▸ **Task**:
Write out all of the lines below word for word, leaving the pictures out.

(Entries drawn from a collection)

BEGIN

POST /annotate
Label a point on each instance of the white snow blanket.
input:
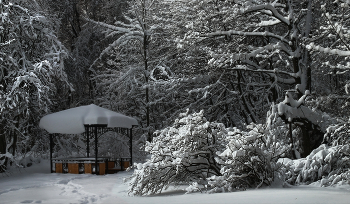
(72, 121)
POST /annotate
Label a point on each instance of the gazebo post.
(97, 172)
(130, 146)
(87, 130)
(51, 141)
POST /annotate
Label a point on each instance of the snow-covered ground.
(36, 185)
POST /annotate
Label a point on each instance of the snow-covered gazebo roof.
(73, 121)
(86, 119)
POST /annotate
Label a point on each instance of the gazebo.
(91, 120)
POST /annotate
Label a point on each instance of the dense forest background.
(241, 62)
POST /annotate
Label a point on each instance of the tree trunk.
(3, 147)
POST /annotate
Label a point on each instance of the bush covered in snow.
(207, 155)
(180, 154)
(250, 158)
(338, 134)
(327, 165)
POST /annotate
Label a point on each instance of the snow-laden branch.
(242, 33)
(109, 26)
(313, 47)
(271, 8)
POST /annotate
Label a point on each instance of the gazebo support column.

END

▸ **Response to this exercise**:
POST /annotate
Label a point on each instance of the white snow blanket.
input:
(72, 121)
POST /annotate
Label a point on each instance of the gazebo post.
(97, 172)
(130, 146)
(87, 130)
(51, 141)
POST /annotate
Label a point on each instance of the snow-covered ground.
(36, 185)
POST /annotate
Label a point on each instance of the snow-covered gazebo roof.
(73, 121)
(86, 119)
POST /annotate
Label a point on each instance of the gazebo.
(91, 120)
POST /annotate
Label a point on each instance of the dense forest background.
(241, 62)
POST /annotate
Label a point on each instance of the tree trunk.
(3, 147)
POST /annotate
Label a point on each instance of the bush covered in snow.
(207, 155)
(180, 154)
(250, 158)
(338, 134)
(327, 165)
POST /annotate
Label a point on each instance of the snow-laden branch.
(242, 33)
(109, 26)
(313, 47)
(271, 8)
POST /annotate
Label a point on each instance of the gazebo support column.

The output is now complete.